### Exercise brief
Copy out, in full, each line of the rows below that contains the word "road".
───── Input
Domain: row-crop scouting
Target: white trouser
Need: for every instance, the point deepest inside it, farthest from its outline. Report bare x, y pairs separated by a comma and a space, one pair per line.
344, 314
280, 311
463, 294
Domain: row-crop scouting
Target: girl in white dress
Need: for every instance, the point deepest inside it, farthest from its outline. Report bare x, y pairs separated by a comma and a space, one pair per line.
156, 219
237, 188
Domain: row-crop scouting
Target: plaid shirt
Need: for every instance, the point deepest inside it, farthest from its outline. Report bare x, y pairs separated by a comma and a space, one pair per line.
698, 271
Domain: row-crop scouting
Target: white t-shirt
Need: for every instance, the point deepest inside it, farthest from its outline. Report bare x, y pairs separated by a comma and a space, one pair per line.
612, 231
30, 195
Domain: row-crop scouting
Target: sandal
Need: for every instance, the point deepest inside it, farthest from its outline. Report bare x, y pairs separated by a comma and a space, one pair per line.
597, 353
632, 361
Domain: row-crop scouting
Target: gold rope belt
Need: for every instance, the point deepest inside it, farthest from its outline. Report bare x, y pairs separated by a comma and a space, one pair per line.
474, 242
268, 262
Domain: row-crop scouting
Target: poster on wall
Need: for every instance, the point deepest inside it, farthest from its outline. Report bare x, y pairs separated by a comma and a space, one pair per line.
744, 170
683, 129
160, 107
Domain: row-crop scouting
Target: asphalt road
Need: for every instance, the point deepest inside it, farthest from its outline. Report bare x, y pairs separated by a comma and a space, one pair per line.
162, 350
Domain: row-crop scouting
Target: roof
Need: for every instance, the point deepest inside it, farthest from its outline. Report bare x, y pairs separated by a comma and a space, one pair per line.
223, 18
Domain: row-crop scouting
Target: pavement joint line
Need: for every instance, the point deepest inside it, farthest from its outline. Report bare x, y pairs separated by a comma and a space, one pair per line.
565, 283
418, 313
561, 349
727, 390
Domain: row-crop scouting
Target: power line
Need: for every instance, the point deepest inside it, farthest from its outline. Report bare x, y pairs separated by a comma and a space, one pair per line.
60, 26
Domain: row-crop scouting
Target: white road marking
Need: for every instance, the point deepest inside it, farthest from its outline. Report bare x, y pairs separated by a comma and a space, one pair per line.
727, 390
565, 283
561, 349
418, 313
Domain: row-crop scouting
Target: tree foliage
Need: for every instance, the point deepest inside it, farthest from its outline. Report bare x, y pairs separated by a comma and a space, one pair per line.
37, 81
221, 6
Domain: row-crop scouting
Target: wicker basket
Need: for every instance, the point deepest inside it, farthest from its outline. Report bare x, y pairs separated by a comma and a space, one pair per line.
──────────
### Response for this exercise
Target: asphalt road
Target: white road marking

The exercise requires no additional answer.